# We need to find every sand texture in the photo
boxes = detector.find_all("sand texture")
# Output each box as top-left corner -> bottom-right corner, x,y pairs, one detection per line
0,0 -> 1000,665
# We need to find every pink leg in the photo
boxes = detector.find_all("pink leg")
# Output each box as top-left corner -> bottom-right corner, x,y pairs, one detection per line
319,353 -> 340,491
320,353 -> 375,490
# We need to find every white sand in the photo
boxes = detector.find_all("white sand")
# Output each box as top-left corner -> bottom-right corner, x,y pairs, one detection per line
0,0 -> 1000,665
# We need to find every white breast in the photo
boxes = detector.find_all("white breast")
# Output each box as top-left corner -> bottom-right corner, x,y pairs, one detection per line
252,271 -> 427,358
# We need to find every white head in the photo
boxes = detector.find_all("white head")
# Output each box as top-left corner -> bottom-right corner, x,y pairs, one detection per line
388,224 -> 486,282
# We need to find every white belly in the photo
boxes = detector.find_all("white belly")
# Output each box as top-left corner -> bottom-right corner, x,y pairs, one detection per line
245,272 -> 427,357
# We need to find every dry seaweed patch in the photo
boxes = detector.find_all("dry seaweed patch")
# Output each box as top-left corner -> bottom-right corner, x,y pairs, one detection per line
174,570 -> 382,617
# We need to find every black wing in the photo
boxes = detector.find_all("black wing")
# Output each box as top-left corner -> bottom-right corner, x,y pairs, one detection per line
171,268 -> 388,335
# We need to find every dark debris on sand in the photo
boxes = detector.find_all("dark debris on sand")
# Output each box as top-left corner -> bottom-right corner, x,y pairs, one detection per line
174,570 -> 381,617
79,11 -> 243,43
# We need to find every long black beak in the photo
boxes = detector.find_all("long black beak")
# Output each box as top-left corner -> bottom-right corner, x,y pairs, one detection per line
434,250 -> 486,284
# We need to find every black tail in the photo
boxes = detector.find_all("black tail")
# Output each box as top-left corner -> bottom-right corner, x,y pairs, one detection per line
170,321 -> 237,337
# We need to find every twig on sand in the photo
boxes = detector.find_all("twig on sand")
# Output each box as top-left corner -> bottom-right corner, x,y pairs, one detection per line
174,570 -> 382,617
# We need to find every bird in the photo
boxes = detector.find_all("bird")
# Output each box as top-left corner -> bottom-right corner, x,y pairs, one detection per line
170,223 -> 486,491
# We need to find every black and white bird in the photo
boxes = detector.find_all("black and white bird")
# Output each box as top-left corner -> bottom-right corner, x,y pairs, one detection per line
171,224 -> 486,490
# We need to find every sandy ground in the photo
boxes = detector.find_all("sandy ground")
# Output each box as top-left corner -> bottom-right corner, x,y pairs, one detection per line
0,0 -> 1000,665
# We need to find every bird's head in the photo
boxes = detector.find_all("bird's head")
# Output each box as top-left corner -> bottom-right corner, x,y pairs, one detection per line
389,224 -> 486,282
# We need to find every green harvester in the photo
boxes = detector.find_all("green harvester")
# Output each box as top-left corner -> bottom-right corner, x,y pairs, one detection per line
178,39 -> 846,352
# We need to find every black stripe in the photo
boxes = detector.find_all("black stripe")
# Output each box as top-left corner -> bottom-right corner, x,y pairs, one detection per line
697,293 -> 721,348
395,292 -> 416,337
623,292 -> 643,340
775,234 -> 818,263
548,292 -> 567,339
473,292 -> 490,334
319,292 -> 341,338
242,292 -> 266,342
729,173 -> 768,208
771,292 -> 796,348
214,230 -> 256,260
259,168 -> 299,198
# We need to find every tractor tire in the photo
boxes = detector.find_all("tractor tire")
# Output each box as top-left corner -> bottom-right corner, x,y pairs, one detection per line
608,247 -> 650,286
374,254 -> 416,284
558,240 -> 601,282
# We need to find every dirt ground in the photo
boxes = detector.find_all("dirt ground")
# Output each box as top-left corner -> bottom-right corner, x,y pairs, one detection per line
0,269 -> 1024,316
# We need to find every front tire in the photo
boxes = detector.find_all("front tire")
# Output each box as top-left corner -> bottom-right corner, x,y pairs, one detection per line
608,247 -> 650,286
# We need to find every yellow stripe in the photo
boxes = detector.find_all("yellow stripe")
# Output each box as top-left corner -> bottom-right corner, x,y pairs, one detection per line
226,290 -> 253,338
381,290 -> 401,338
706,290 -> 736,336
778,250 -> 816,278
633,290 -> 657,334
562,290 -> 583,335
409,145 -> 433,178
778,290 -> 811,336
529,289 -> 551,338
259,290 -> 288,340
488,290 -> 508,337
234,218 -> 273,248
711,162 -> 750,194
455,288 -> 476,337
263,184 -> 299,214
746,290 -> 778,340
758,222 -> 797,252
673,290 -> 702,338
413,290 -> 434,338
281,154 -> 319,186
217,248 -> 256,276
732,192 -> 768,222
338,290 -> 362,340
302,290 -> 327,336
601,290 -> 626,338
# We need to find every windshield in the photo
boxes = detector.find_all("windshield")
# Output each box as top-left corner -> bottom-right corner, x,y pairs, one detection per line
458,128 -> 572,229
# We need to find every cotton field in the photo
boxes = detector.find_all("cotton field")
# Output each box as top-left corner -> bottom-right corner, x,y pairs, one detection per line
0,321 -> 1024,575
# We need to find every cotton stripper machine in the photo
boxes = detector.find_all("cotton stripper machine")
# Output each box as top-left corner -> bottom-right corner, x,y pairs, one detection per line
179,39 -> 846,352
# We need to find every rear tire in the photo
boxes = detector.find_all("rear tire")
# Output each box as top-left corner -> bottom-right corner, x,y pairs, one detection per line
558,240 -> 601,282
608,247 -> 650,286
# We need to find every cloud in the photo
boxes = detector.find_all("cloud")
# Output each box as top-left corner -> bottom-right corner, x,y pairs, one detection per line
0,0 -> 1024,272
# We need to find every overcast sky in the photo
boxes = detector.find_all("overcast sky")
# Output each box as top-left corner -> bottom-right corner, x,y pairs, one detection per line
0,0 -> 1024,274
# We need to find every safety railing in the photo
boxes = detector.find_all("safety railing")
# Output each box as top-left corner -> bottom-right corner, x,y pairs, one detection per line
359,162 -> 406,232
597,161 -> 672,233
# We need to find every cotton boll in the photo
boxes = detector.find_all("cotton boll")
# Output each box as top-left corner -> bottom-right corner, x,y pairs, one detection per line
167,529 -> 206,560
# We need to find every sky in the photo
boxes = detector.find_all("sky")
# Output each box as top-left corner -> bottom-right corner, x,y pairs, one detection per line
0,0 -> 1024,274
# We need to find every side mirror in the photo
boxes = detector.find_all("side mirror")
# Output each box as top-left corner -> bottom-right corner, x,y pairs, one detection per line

┄┄┄┄┄┄┄┄┄┄┄┄┄┄┄┄┄┄┄┄

Goal of the exercise.
Please format all of the data above as a numbered list with one line per item, leaving out any blank lines.

Finished exercise.
1. # We need to find every sand texture in the photo
2. boxes = detector.find_all("sand texture")
3. # Output each box as top-left corner -> bottom-right corner, x,y pairs, one detection per line
4. 0,0 -> 1000,665
5. # We need to find every pink leg in the photo
6. boxes = detector.find_all("pink leg")
7. # Output each box as top-left corner -> bottom-right corner, x,y pairs, one detection per line
8. 319,353 -> 340,491
9. 320,353 -> 375,490
10. # We need to find every white sand in the photo
11. boxes = detector.find_all("white sand")
12. # Output each box as top-left corner -> bottom-right corner, x,y pairs, one detection per line
13. 0,0 -> 1000,665
14. # We need to find every white breast in the photo
15. boxes = detector.find_all("white breast")
16. # Output each box as top-left corner -> bottom-right corner, x,y pairs, one detection per line
17. 252,271 -> 427,358
18. # We need to find every white head in the photo
19. boxes = detector.find_all("white head")
20. # Output each box as top-left corner -> bottom-right corner, x,y pairs, one detection per line
21. 388,224 -> 486,282
22. # We need to find every white belly in the photo
23. boxes = detector.find_all("white belly")
24. # Output each box as top-left corner -> bottom-right corner, x,y pairs, one detection per line
25. 245,272 -> 427,357
26. # We need to find every dry seaweed patch in the photo
27. boxes = detector.find_all("dry seaweed patch")
28. # Output each box as top-left corner -> bottom-right corner, x,y pairs, one detection per line
29. 174,570 -> 382,617
30. # We need to find every black wing in the photo
31. boxes = detector.find_all("black wing")
32. # Output each box as top-left corner -> bottom-right corner, x,y pairs, one detection per line
33. 171,268 -> 388,335
34. # We need to find every dark debris on sand in the photo
35. boxes = detector.find_all("dark debris on sand")
36. # Output each box as top-left corner -> bottom-right corner, x,y pairs, one detection per line
37. 174,570 -> 381,617
38. 79,11 -> 243,43
39. # We need to find every long black beak in the photo
40. boxes = detector.find_all("long black beak")
41. # Output each box as top-left corner -> bottom-right corner, x,y pairs, one detection per line
42. 434,250 -> 486,284
43. # We need to find every black tail in the photo
44. boxes = detector.find_all("black tail")
45. # Output each box as top-left corner -> bottom-right corner, x,y pairs, one detection per line
46. 170,321 -> 237,337
47. # We need to find every twig on sand in the photo
48. boxes = detector.find_all("twig on sand")
49. # Output each box as top-left corner -> bottom-right corner, x,y pairs, one detection per line
50. 174,570 -> 382,617
51. # We need to find every bird in the photo
52. boxes = detector.find_all("bird")
53. # Output each box as top-left corner -> bottom-right corner, x,y pairs, one detection per line
54. 170,223 -> 486,491
55. # We need to find every black and white bird in the photo
56. boxes = detector.find_all("black and white bird")
57. # Output each box as top-left corner -> bottom-right corner, x,y pairs, one detection per line
58. 171,224 -> 486,490
59. # We need to find every sandy ground in the photo
60. boxes = detector.find_all("sandy ground")
61. # Output each box as top-left corner -> bottom-right corner, x,y pairs, one detection per line
62. 0,0 -> 1000,665
63. # We need to find every bird's head in the photo
64. boxes = detector.find_all("bird's head")
65. # Output each box as top-left corner -> bottom-right corner, x,y pairs, one detection per line
66. 389,224 -> 486,282
67. # We need to find every green harvester in the photo
68. boxes = detector.find_all("green harvester")
69. # Output each box as top-left corner -> bottom-right corner, x,y pairs, one detection per line
70. 178,39 -> 846,352
71. # We need to find every black stripe in the photo
72. boxes = detector.find_all("black stripe")
73. # Output each box as top-left corner -> bottom-right corner, x,y pairs, one detection per line
74. 697,293 -> 721,348
75. 395,292 -> 416,337
76. 623,292 -> 643,340
77. 775,234 -> 818,263
78. 548,292 -> 567,339
79. 473,292 -> 490,334
80. 319,292 -> 341,338
81. 242,292 -> 266,342
82. 729,173 -> 768,208
83. 771,292 -> 796,348
84. 214,230 -> 256,260
85. 259,168 -> 299,198
86. # We need to find every tractor tire in the photo
87. boxes = detector.find_all("tractor tire")
88. # Output each box as top-left corner -> bottom-right corner, x,y pairs, one detection per line
89. 608,247 -> 650,286
90. 374,254 -> 416,284
91. 558,240 -> 601,282
92. # We need to find every dirt ground in the photo
93. boxes = detector.find_all("dirt ground")
94. # Output each box as top-left corner -> bottom-right corner, x,y pairs, one detection per line
95. 0,269 -> 1024,316
96. # We need to find every front tire in the photo
97. boxes = detector.find_all("front tire")
98. # Output each box as top-left corner -> bottom-right corner, x,y pairs, one detection per line
99. 608,247 -> 650,286
100. # We need to find every yellow stripe in the photo
101. boxes = detector.find_all("yellow stripe")
102. # Output each box as top-left corner -> bottom-right corner, x,y pairs, one detection per line
103. 226,290 -> 253,338
104. 381,290 -> 401,338
105. 706,290 -> 736,336
106. 778,250 -> 816,278
107. 633,290 -> 657,334
108. 562,290 -> 583,335
109. 409,145 -> 433,178
110. 778,290 -> 811,336
111. 529,289 -> 551,338
112. 259,290 -> 288,340
113. 488,290 -> 508,337
114. 234,218 -> 273,248
115. 711,162 -> 750,194
116. 455,288 -> 476,337
117. 263,184 -> 299,214
118. 746,290 -> 778,340
119. 758,222 -> 797,252
120. 673,290 -> 702,338
121. 413,290 -> 434,338
122. 281,154 -> 319,186
123. 217,248 -> 256,276
124. 732,192 -> 768,222
125. 338,290 -> 362,340
126. 302,290 -> 327,336
127. 601,290 -> 626,338
128. # We need to find every windshield in the photo
129. boxes = detector.find_all("windshield")
130. # Output each box as top-left corner -> bottom-right corner, x,y pairs, one detection per line
131. 458,128 -> 572,229
132. # We need to find every cotton field in the photo
133. boxes = detector.find_all("cotton field")
134. # Output each box as top-left corner -> bottom-right corner, x,y pairs, one detection per line
135. 0,321 -> 1024,575
136. # We need to find every cotton stripper machine in the photo
137. boxes = detector.find_all("cotton stripper machine")
138. # Output each box as top-left corner -> bottom-right corner, x,y pairs, one detection per line
139. 179,39 -> 846,352
140. # We need to find every rear tire in the photo
141. boxes = detector.find_all("rear tire")
142. # Output each box as top-left corner -> bottom-right corner, x,y pairs, one detection per line
143. 558,240 -> 601,282
144. 608,247 -> 650,286
145. # We need to find every cloud in the photo
146. boxes = detector.find_all("cloud")
147. # Output each box as top-left corner -> bottom-right corner, x,y pairs, one detection per line
148. 0,0 -> 1024,272
149. # We need to find every overcast sky in the photo
150. boxes = detector.find_all("overcast sky")
151. # Output each box as top-left corner -> bottom-right corner, x,y pairs, one detection per line
152. 0,0 -> 1024,274
153. # We need to find every safety railing in the photo
154. boxes = detector.find_all("safety railing")
155. # Output each box as top-left corner -> bottom-right corner, x,y pairs, one detection per line
156. 359,162 -> 406,232
157. 597,161 -> 672,233
158. # We need to find every cotton boll in the photo
159. boxes = detector.find_all("cotton boll")
160. # Output each box as top-left corner -> bottom-right corner, x,y pairs, one detection per line
161. 167,529 -> 206,560
162. # We need to find every sky in the photo
163. boxes = detector.find_all("sky")
164. # Output each box as top-left corner -> bottom-right corner, x,y pairs, one detection per line
165. 0,0 -> 1024,274
166. # We need to find every side mirror in the photo
167. boxes = detector.find_all("side mirror")
168. # Output each box as top-left corner -> bottom-right corner, x,y pairs, one detection per line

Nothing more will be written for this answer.